= TASK GOAL =
Rewrite the records from the line containing "Where can the player's leg" through the end of the records, changing each "thickest part" to "widest part" and keeping everything else the same.

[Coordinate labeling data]
-- START --

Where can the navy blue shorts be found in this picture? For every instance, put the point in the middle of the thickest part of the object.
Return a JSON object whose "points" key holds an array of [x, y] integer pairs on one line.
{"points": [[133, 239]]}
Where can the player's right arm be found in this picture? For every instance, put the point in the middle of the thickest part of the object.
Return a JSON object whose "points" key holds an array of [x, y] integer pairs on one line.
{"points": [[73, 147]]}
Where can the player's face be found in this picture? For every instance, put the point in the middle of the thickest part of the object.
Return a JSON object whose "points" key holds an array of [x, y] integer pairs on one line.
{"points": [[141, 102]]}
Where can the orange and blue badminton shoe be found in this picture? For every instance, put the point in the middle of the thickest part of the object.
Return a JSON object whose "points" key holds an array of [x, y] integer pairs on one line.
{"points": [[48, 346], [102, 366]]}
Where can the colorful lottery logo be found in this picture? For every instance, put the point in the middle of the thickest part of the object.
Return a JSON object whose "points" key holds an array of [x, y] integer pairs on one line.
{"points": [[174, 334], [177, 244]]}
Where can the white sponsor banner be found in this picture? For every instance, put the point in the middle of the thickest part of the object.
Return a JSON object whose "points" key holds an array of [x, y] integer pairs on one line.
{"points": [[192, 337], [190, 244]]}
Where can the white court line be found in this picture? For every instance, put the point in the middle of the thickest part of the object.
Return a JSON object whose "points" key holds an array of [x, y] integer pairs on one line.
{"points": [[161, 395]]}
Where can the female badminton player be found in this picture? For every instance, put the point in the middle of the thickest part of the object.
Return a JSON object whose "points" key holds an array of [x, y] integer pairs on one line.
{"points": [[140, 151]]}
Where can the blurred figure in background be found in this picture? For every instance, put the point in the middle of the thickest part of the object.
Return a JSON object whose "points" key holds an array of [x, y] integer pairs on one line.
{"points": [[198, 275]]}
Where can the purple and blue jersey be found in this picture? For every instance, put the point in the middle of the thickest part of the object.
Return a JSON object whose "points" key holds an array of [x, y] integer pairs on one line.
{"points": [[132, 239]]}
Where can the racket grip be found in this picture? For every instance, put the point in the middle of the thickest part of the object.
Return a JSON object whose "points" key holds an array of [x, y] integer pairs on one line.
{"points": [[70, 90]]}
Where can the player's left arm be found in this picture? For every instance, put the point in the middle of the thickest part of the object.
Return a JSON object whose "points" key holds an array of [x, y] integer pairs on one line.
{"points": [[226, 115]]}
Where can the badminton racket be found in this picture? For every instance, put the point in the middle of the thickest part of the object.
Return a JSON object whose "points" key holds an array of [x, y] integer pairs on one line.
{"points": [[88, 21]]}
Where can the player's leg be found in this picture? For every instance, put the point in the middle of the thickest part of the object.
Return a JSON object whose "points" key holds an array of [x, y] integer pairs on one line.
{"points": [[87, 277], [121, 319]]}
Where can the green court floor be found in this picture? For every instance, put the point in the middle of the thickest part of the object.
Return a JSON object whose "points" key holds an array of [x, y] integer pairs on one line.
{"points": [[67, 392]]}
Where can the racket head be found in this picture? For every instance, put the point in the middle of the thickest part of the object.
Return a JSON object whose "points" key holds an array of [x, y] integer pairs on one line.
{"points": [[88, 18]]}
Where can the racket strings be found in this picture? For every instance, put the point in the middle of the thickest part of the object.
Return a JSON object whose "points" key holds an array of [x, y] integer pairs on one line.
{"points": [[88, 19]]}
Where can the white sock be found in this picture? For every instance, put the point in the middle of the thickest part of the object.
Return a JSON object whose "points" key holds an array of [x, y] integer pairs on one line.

-- END --

= EXERCISE RESPONSE =
Where can the player's leg be found in this picture? For every instance, put the point in the middle of the widest part of the object.
Return a JSON object whose "points" key holds an array of [x, y] integer pairs on one line.
{"points": [[87, 277], [121, 319]]}
Where can the green court floor be found in this picture? For every instance, put the point in the middle of the widest part of the object.
Return a JSON object whose "points" key holds an array of [x, y] integer pairs on one line.
{"points": [[67, 392]]}
Where can the racket head be found in this picture? For every instance, put the point in the middle of the widest part of the object.
Return a JSON object whose "points" key holds an array of [x, y] integer pairs on one line.
{"points": [[88, 18]]}
Where can the racket strings be found in this picture? For every instance, put the point in the middle of the widest part of the object.
Return a JSON object whose "points" key holds an array of [x, y] integer pairs on one line.
{"points": [[88, 19]]}
Where can the white sock be found in this picture? For every instance, put the point in the middle of the widest part of the object.
Return a JSON object whose "points" key holds an array of [x, y] integer pairs on one line.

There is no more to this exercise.